▶ JOB
Could you print every one of the records below word for word, leaving the pictures out of your reply?

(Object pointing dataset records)

<<<<

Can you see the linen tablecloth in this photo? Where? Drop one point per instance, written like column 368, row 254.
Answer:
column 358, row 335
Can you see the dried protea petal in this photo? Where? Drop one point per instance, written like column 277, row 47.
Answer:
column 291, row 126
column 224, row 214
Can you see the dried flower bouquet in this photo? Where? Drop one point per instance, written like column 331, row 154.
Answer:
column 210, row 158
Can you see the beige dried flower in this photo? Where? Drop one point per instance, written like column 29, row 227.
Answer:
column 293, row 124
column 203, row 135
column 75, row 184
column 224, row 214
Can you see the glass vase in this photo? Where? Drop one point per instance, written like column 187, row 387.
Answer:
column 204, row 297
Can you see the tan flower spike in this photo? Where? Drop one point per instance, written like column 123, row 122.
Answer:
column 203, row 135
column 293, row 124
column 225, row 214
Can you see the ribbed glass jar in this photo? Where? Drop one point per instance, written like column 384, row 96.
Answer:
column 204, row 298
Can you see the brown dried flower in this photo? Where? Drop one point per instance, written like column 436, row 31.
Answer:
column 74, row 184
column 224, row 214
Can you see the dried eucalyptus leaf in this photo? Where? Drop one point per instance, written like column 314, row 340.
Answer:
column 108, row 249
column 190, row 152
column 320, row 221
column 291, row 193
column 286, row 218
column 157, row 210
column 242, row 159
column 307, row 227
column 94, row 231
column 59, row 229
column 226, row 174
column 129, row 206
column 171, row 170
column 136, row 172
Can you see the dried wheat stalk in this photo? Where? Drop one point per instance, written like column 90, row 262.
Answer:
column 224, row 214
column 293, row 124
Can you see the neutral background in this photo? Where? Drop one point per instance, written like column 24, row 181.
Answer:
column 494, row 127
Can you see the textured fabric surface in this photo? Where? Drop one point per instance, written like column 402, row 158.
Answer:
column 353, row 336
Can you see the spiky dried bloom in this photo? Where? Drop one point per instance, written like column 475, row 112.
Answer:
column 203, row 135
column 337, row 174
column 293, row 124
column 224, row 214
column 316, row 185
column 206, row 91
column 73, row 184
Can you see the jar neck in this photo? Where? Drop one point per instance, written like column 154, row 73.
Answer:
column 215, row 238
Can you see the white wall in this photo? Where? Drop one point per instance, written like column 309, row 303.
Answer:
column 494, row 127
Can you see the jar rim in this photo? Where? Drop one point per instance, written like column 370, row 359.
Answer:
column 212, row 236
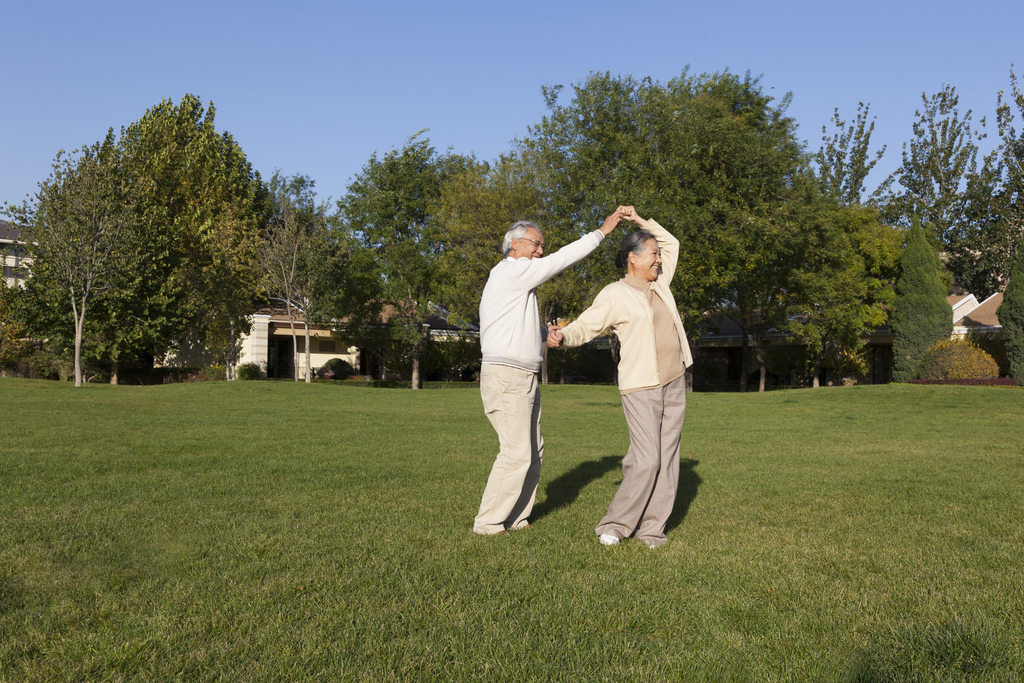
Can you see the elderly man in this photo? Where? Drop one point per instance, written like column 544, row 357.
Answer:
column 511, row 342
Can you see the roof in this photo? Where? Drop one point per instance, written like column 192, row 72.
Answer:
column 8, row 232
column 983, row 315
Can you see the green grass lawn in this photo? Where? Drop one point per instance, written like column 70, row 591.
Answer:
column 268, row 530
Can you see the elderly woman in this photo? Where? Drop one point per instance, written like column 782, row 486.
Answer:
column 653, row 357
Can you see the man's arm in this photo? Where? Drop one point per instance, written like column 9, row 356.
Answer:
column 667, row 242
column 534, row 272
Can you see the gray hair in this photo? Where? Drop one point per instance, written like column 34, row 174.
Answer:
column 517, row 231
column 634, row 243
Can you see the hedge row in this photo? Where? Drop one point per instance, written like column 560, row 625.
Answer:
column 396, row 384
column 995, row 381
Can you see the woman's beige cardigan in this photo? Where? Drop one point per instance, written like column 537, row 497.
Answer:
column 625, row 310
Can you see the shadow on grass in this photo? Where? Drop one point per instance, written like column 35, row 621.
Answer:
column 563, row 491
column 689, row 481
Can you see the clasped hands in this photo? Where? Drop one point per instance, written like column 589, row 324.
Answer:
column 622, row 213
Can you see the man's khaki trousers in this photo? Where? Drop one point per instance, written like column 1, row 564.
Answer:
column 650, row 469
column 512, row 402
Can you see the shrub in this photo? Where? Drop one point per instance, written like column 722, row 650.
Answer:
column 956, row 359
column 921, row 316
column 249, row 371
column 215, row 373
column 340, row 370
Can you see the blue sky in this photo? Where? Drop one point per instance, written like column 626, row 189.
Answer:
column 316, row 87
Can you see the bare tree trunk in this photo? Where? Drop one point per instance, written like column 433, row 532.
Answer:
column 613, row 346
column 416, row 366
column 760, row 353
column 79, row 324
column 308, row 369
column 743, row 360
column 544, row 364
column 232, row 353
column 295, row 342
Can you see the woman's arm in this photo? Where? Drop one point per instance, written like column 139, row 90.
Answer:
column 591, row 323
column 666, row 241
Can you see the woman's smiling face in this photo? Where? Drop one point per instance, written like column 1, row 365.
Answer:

>>>>

▶ EXERCISE RESPONSE
Can you see the linen tablecloth in this photo? Where? Drop one point per instance, written like column 368, row 254.
Answer:
column 358, row 335
Can you see the dried protea petal in this photo? Where? Drop one point per instance, written like column 277, row 47.
Answer:
column 291, row 126
column 224, row 214
Can you see the dried flower bouquet in this photo? Where? Drop one point per instance, written like column 331, row 154.
Answer:
column 210, row 158
Can you see the beige dried flower in this photo? Where? Drop one point per instance, written like column 29, row 227.
Answer:
column 293, row 124
column 203, row 135
column 75, row 184
column 224, row 214
Can you see the glass vase in this photo? Where? Drop one point per instance, written like column 187, row 387.
Answer:
column 204, row 297
Can you see the tan flower spike in this photo? Where? Drop one point per instance, written like column 123, row 122.
Answer:
column 203, row 135
column 293, row 124
column 225, row 214
Can you see the ribbed glass jar in this photo? Where? Drop one point per instance, written like column 384, row 96.
Answer:
column 204, row 298
Can you see the brown dried flower in this photo? Where? Drop one point per instance, written like column 436, row 31.
Answer:
column 74, row 184
column 224, row 214
Can you see the dried eucalyptus leaf in this photo? Where? Drop one point per instance, written like column 314, row 340.
Answer:
column 108, row 249
column 190, row 152
column 320, row 221
column 291, row 193
column 286, row 218
column 157, row 210
column 242, row 159
column 307, row 227
column 94, row 231
column 59, row 229
column 226, row 174
column 129, row 206
column 171, row 170
column 136, row 172
Can you see the dried wheat stalk in this photo? Where? Drop one point per instance, written like column 90, row 262.
Answer:
column 224, row 214
column 293, row 124
Can you see the neutral background in this photo? Where? Drop one point per instance, written like column 24, row 181.
Answer:
column 494, row 127
Can you see the textured fabric surface in this photo? Where? Drop one point per instance, written like column 402, row 158.
Answer:
column 353, row 336
Can you see the spiky dried bloom in this photo? Where? Drop one point per instance, written like column 475, row 112.
Answer:
column 203, row 135
column 337, row 174
column 293, row 124
column 224, row 214
column 316, row 185
column 206, row 91
column 73, row 184
Can you see the jar neck in this photo? Where? Drop one point per instance, written like column 154, row 73.
Answer:
column 215, row 238
Can you see the white wall in this photo? Where? Drop one point per instance, written like column 309, row 303.
Answer:
column 494, row 127
Can you see the jar rim in this photo? Where? Drop one point per instance, written like column 370, row 359.
Answer:
column 212, row 236
Can you see the elderly man in this photo? Where? Drop one point per instance, written like column 544, row 357.
Answer:
column 511, row 342
Can you see the roof in this photo? Where? Drop one point per instance, written like column 192, row 72.
Answer:
column 8, row 232
column 983, row 315
Can you see the green grass lawn in this photo? Where? Drop one point per instance, written like column 70, row 591.
Answer:
column 268, row 530
Can you see the elderly woman in this photo? Where? Drop one point per instance, written like column 782, row 486.
Answer:
column 653, row 357
Can you see the man's arm in this photo? Where? Drop one point per instance, written like column 9, row 356.
Answer:
column 667, row 242
column 534, row 272
Can you see the gray hair in this photo? Where? Drop one point per instance, written like column 34, row 174.
Answer:
column 517, row 231
column 634, row 243
Can you see the hedge row in this photo? Where? Drop one point per instance, written like column 560, row 625.
Answer:
column 396, row 384
column 995, row 381
Can you see the woman's beige cardigan in this photo? Where? Drop one point per instance, written like column 537, row 497.
Answer:
column 625, row 310
Can you see the shadow on grass in this photo? Where? Drop one point per instance, written like column 35, row 621.
Answer:
column 563, row 491
column 689, row 481
Can you see the clasped hands in this photo? Where? Drop one point per instance, written like column 589, row 324.
Answer:
column 622, row 213
Can you see the man's khaki trousers in this photo? Where? Drop one point per instance, written like column 1, row 564.
Answer:
column 650, row 469
column 512, row 402
Can you see the shrub in this photo? Where? Drop one point per instance, written like column 722, row 650.
Answer:
column 956, row 359
column 921, row 316
column 249, row 371
column 215, row 373
column 340, row 370
Can you see the blue sky in this photo? Where? Drop one point per instance, written like column 626, row 189.
Answer:
column 316, row 87
Can you see the bare tree trunk in this photo? Where? Drop one point per instance, written like column 433, row 532.
Answer:
column 613, row 346
column 416, row 366
column 760, row 353
column 79, row 324
column 308, row 369
column 743, row 360
column 544, row 364
column 232, row 353
column 295, row 342
Can you see the woman's arm in this photo? Where? Drop one point per instance, written like column 139, row 90.
Answer:
column 591, row 323
column 666, row 241
Can you see the woman's smiling face in this photo? Where? Drop one point per instance, written like column 1, row 365.
Answer:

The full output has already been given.